**Written instruction**
Edit the records below so that each "one pin per instance" becomes "one pin for each instance", and leave every other part unchanged.

···

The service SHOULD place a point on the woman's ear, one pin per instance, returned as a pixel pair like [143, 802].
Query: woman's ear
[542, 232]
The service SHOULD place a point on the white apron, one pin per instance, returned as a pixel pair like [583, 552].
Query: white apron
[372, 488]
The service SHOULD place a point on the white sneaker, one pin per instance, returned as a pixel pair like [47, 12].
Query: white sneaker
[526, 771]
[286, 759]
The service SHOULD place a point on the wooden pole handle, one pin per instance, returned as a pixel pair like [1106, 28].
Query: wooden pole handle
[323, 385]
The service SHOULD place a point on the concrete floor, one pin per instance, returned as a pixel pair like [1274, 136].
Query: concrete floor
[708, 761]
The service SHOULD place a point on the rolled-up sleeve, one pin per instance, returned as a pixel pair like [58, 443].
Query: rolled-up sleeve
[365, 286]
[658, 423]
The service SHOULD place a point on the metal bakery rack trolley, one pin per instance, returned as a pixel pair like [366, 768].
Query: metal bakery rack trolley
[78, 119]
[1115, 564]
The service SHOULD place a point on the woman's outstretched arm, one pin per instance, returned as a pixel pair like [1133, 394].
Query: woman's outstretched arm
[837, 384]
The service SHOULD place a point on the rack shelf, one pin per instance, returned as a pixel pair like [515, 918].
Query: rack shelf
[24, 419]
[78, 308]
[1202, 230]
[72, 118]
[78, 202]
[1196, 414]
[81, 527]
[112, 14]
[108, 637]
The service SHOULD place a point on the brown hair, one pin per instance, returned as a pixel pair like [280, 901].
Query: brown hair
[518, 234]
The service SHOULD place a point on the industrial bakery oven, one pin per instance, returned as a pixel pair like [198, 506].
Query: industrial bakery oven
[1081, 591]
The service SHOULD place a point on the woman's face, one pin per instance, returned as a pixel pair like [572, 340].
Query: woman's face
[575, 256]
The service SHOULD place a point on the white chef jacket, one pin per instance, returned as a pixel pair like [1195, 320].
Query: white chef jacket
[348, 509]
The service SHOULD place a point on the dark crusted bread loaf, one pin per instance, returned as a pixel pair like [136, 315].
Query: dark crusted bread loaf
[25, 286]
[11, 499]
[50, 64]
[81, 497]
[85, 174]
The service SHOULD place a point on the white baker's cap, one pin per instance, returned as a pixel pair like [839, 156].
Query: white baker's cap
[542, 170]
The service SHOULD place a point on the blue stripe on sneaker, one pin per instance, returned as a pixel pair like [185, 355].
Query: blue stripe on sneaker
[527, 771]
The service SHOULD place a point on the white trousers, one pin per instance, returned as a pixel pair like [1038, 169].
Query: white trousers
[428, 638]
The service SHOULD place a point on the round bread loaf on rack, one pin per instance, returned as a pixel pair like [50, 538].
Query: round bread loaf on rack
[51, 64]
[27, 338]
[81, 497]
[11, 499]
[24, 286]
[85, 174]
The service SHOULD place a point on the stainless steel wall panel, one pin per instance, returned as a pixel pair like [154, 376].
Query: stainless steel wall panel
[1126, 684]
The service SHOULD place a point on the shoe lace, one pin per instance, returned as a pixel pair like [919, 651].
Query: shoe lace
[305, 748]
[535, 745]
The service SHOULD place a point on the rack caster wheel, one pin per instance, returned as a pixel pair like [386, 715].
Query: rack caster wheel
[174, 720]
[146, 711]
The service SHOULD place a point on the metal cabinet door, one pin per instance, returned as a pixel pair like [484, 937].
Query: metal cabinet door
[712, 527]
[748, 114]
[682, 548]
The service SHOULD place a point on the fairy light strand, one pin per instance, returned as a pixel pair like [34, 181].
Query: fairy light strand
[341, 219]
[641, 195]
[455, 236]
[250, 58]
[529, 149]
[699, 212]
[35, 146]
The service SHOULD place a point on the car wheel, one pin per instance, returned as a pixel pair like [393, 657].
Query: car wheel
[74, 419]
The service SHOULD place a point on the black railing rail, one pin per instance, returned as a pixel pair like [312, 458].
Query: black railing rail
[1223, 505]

···

**Answer for the task**
The service SHOULD place a point on the woman's ear, one pin for each instance, returned as a pixel pair like [143, 802].
Query: woman's ear
[542, 232]
The service SHOULD place a point on the white apron, one pin for each instance, returned as a pixel pair like [583, 552].
Query: white apron
[372, 488]
The service SHOULD place a point on the white sneaker, one pin for each instance, returned as a pixel pair like [47, 12].
Query: white sneaker
[526, 771]
[286, 759]
The service SHOULD place a point on the wooden pole handle, one pin for each instance, returned as a pixel pair like [1106, 28].
Query: wooden pole handle
[323, 385]
The service SHOULD place a point on the concrete floor, one pin for each instance, returned as a pixel pair like [1274, 136].
Query: concrete floor
[708, 761]
The service SHOULD place a point on the rolled-up sleeve, one pin for each instance, returned as a pixel pair like [58, 443].
Query: rolled-up sleeve
[365, 286]
[658, 423]
The service SHOULD place a point on the metal bakery rack trolley, one pin for each instance, returned as a pixel pair like [366, 768].
Query: metal bakery rack trolley
[78, 119]
[1115, 564]
The service SHOULD place a point on the woman's outstretched arm, one pin for each instance, returned as a pixel pair like [1133, 394].
Query: woman's outstretched arm
[837, 384]
The service SHOULD place a point on the rack shelf, one pin for each instance, returned as a pixel pair like [515, 918].
Query: rack shelf
[24, 419]
[78, 308]
[1202, 230]
[72, 118]
[78, 202]
[1196, 414]
[81, 527]
[112, 14]
[108, 637]
The service SHOULD place a point on the brown hair, one pin for each instance, returned as a pixel pair like [280, 901].
Query: brown hair
[518, 234]
The service SHOULD place a point on the industrial bakery oven, one pin for each instance, returned as a pixel pair like [198, 506].
Query: industrial bakery oven
[1081, 591]
The service SHOULD place a point on the woman's face, one pin for each instance, returned as a pixel pair like [572, 340].
Query: woman's face
[575, 256]
The service SHOULD place a point on the white chef jacket, one pin for each instance, returned as a pixel pair like [1195, 320].
Query: white chef jacket
[348, 509]
The service SHOULD place a point on the dark crusted bread loaf, one pin for each instance, returned as a pixel pair like [136, 315].
Query: dark crusted bread loaf
[25, 286]
[11, 499]
[50, 64]
[81, 497]
[85, 174]
The service SHOULD place a point on the white baker's cap, one pin for each instance, returned as a pixel pair like [839, 156].
Query: white baker's cap
[542, 170]
The service SHOULD place a point on the blue stripe on sneaker, one pin for each instance, returned as a pixel pair like [185, 355].
Query: blue stripe on sneaker
[527, 771]
The service SHOULD place a point on the white trousers, one pin for each instance, returned as a pixel pair like [1038, 169].
Query: white trousers
[428, 638]
The service SHOULD place a point on the round bread loaf on rack, one pin for each instance, returned as a pixel pair like [50, 538].
Query: round bread loaf on rack
[51, 64]
[27, 338]
[81, 497]
[11, 499]
[24, 286]
[85, 174]
The service SHOULD place a point on the stainless steel wall panel, one pin for each instance, returned as a pixel pair like [154, 376].
Query: stainless steel wall panel
[1126, 684]
The service SHOULD place a point on the shoe lace, one pin for each instance, returned as a pixel pair like [919, 651].
Query: shoe lace
[305, 748]
[535, 745]
The service SHOULD place a point on the rack caster wheel, one pin for each instance, returned as a pixel pair like [386, 715].
Query: rack caster wheel
[174, 720]
[146, 711]
The service SHOULD place a point on the metal cabinet door, one pin for each instance, returned as a pixel pair like [484, 937].
Query: metal cabinet door
[712, 527]
[748, 114]
[682, 548]
The service SHOULD place a point on the fairy light strand, one pin for each instance, returned as a pixel pair like [34, 181].
Query: fairy light strand
[341, 219]
[641, 195]
[455, 236]
[250, 58]
[529, 149]
[699, 212]
[35, 146]
The service SHOULD place a point on the car wheel, one pin for each instance, returned as a pixel pair like [393, 657].
Query: car wheel
[74, 419]
The service SHOULD place a point on the black railing rail, one pin for each instance, returned as a pixel pair like [312, 458].
Query: black railing rail
[1223, 505]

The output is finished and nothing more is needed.